WHAT YOU ARE ASKED TO DO: Can you set down, word for word, the part of the letter below from Francis Darwin to Emma Darwin, starting at "I have got to" and ending at "affec | F. D."?

PASSAGE:
______________________________

From Francis Darwin to Emma Darwin   30 June 1879

Bot. Institut | Würzburg

June 30. /79

My dear Mother,

I hope you have had a successful lark at Hackhurst,1 I don’t suppose one can prophecy English weather from this but it has now begun to be baking hot; the hot-houses are kept so dark that they say when it is too hot to exist in the laboratory they go & cool in the hot-house. Last night was the most tremendous thunderstorm I ever saw   one continuous growl & flash & such rain that the windows looked as if one was inside a waterfall, my street had a torrent running down it in a few minutes, it only lasted about 10 minutes I think. It was worse than the rain in Norway which G & I saw & of which the American said “They’re not stopping to put it up in drops”.2 I must disburthen myself of some axles, & then I will return to my senses. I have asked several people about proshelismus (a proshelite would be a nice word too) & aphelismus & they say they would be all right, but I will ask Goebel (who has been away) he is the “philolog” to the Institut.3

I did some beans extended horizontally in damp earth some causticed above others below & the difference was very striking 2 of those causticed above being more geotropic than the control beans, while the under caustic were only faintly geotropic (tho’ they were somewhat bent).4 I have today started gold beaters skin & black grease on Monstera which are growing well & turn from light.5 I will see after Porliera, it is very late in growing well but now it looks healthy—I think the pot plants are no use for as I said I dried one till it withered.6 Lastly I will try the point touching a hair here7   I am microscoping nearly every afternoon & could do it quite well. I did the caustic beans to show Sachs & he appeared rather staggered; also I explained to him how the root might grow down a sloping surface & he seemed to have glimmers of sense & said it was quite possible. There was once a ridiculous personal row between De Vries & a german named Meyer:8 Meyer wanted a post in Amsterdam & De Vries wrote a furious attack on him saying he was a perfect duffer in everything. Meyer & everybody else thought De Vries wanted the place himself though I hope he didn’t. Any how Meyer wrote a very severe reply which rather squashed De Vries & made Sachs furious: Meyer got the place   it said that he lived on the crumbs that fall from his rich masters (Sachs) table; it said that he saw what he was told to see & refuted (or contradicted) what he was told to & so on. I am very sorry De Vries is such a wonner for personalities, he pitches into Frank in the same way.9 Please tell me Bessy’s address so calculated that I can write to her when I hear from you again. S. Mary seems to have missed her letters which were sent to Villars.10

I have got to know a nice Englishman called Purdy at least rather a nice Englishman with a very nice wife & I go in to their lodgings & hear her play sometimes: he was assistant to Frankland & knew Leo when he was working there; he is now working Chemistry here.11 I have quite given up bicycling & go & bathe nearly every night with the Finlander.12 What tremendous discoveries of G’s about the cavalier ancestors13   I am snob enough to like it. Please tell Ubbadubba that I should like very much to see some of Dor’s soldiers & I will promise to send them back.14

Goodbye dear Mother | Yr affec | F. D.

______________________________

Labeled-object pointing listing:
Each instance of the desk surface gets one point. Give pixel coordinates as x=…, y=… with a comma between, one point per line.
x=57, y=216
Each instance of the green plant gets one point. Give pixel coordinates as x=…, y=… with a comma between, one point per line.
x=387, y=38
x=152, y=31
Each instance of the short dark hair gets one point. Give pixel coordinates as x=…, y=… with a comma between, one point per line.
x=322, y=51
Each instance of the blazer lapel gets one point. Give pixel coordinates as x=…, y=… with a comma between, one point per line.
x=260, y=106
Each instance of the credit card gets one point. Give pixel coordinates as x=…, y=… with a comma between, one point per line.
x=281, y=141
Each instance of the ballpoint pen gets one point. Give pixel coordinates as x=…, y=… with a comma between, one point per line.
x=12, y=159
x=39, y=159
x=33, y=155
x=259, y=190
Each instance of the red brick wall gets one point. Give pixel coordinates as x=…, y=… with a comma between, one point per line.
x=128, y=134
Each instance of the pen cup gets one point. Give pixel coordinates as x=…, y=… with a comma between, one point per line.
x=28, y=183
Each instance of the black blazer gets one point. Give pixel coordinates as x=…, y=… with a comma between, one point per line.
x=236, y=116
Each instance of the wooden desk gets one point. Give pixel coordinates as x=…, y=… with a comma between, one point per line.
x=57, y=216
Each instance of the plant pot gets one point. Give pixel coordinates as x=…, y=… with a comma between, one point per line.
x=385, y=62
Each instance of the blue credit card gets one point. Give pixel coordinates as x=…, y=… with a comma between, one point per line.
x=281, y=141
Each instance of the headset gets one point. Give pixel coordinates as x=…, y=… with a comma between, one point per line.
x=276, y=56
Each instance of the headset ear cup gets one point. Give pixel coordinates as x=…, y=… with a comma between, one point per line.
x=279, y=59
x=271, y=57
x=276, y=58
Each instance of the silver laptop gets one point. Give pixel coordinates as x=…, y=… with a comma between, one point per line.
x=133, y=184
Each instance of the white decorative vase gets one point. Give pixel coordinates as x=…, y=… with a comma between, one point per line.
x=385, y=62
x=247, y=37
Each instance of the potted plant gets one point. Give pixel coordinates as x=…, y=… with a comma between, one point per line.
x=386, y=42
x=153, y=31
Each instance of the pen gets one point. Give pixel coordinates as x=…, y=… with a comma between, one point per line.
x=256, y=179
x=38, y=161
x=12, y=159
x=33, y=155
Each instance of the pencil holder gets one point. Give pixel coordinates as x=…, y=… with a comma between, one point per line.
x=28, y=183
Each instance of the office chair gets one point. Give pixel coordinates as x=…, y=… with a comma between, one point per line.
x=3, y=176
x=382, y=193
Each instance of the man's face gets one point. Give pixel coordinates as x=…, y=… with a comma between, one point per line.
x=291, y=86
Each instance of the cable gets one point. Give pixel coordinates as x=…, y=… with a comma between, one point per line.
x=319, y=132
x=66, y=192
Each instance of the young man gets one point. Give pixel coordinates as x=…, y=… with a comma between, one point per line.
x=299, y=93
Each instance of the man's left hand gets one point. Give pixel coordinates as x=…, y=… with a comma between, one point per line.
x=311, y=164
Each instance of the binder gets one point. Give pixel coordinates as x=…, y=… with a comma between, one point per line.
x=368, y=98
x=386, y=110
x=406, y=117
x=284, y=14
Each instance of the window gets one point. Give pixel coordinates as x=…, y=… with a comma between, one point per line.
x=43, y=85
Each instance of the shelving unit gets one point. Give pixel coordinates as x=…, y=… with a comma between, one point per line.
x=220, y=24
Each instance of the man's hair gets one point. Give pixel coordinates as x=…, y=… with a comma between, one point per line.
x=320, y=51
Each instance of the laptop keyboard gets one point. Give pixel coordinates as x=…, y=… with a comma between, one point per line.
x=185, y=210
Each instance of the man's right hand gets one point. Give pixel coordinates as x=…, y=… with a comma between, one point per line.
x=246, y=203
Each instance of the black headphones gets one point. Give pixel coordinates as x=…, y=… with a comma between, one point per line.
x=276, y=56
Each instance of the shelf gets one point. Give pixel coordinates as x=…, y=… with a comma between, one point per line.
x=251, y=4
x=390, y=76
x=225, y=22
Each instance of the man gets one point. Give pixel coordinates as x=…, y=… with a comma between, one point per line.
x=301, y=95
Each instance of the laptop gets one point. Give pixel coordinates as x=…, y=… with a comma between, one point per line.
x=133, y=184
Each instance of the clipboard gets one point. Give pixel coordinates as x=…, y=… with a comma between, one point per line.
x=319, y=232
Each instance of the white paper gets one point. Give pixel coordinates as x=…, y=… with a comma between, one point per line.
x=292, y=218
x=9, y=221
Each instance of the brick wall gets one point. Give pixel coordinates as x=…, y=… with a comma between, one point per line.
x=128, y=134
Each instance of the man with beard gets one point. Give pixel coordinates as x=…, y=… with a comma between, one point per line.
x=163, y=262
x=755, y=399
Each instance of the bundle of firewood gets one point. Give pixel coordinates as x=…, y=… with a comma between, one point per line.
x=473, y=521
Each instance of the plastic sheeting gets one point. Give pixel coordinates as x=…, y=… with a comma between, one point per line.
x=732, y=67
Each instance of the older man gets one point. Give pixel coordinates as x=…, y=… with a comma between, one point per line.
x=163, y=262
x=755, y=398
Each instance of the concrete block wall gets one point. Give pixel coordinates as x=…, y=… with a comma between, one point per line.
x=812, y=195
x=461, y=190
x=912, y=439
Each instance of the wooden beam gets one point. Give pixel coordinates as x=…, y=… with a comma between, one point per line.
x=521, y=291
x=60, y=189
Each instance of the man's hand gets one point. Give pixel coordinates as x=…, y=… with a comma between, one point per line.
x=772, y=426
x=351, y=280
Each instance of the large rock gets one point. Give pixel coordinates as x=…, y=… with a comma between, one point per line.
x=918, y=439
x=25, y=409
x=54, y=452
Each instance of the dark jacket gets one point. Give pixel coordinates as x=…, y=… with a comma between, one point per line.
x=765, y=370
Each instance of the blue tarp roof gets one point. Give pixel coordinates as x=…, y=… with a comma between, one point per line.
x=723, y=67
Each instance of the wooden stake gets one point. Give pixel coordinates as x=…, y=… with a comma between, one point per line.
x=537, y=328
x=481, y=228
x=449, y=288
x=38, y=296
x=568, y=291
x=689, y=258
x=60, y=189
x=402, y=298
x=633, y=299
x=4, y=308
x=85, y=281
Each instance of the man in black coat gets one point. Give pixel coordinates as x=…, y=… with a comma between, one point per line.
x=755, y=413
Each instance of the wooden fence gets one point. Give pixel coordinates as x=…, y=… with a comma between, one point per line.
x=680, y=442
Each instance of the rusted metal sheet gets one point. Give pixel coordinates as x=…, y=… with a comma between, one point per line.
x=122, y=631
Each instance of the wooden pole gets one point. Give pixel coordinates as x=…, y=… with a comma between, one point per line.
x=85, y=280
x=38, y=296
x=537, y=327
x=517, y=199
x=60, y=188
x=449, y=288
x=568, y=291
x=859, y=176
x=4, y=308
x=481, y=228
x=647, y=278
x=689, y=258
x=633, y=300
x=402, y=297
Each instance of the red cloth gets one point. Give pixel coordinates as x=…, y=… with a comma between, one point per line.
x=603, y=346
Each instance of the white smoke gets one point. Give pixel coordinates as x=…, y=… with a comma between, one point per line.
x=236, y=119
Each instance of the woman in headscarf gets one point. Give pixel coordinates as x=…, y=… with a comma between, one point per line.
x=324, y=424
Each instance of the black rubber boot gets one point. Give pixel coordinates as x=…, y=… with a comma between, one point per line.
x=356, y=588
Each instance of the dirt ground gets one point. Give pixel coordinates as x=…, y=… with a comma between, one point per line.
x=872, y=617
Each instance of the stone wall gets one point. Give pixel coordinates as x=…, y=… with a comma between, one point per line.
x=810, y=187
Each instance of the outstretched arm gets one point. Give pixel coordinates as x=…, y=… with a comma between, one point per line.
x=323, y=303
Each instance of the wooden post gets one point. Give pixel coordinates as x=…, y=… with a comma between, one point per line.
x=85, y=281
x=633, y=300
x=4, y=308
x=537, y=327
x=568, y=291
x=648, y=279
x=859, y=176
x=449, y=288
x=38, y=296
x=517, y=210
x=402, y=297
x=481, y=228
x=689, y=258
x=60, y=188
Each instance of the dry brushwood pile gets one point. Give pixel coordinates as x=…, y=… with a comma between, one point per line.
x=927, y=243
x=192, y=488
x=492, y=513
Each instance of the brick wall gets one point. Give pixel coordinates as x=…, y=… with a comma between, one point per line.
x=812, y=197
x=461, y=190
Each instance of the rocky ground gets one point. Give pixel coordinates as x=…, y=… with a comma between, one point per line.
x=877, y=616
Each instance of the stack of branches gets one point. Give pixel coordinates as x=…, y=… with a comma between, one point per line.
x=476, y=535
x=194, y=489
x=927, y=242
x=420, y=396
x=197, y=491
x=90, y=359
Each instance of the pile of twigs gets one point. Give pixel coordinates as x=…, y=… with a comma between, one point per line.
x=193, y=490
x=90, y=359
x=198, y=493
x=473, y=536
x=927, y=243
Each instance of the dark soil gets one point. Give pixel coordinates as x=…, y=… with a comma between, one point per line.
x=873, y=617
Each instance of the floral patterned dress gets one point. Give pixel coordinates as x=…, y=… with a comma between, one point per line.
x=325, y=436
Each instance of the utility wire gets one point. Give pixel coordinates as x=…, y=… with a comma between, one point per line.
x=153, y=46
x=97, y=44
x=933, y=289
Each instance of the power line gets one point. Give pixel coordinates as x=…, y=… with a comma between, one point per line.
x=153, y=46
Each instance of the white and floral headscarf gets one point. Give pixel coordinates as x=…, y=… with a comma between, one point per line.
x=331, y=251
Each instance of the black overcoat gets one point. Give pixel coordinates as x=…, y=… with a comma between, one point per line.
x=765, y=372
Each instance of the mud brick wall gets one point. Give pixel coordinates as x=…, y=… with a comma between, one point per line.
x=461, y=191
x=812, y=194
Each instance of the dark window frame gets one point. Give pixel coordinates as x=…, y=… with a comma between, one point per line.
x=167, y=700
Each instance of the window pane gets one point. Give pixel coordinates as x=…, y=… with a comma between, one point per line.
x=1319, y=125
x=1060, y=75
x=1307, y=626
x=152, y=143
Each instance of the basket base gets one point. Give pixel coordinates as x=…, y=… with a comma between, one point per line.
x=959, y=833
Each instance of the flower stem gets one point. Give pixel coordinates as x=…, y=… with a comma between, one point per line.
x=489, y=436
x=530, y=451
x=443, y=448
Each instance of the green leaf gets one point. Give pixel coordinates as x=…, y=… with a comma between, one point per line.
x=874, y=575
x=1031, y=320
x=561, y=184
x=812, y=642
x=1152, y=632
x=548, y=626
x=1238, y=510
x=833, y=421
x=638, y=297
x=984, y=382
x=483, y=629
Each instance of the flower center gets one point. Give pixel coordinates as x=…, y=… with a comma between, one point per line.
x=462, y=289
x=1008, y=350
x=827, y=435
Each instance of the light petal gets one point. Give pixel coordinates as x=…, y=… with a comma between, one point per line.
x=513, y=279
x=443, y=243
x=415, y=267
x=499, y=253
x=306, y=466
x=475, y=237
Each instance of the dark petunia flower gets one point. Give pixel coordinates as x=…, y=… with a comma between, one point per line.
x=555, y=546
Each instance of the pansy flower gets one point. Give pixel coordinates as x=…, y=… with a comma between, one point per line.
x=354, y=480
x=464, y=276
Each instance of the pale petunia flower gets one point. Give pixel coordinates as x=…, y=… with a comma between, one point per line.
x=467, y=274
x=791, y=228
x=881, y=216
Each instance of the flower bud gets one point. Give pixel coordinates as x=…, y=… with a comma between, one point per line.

______________________________

EXERCISE ANSWER:
I have got to know a nice Englishman called Purdy at least rather a nice Englishman with a very nice wife & I go in to their lodgings & hear her play sometimes: he was assistant to Frankland & knew Leo when he was working there; he is now working Chemistry here.11 I have quite given up bicycling & go & bathe nearly every night with the Finlander.12 What tremendous discoveries of G’s about the cavalier ancestors13   I am snob enough to like it. Please tell Ubbadubba that I should like very much to see some of Dor’s soldiers & I will promise to send them back.14

Goodbye dear Mother | Yr affec | F. D.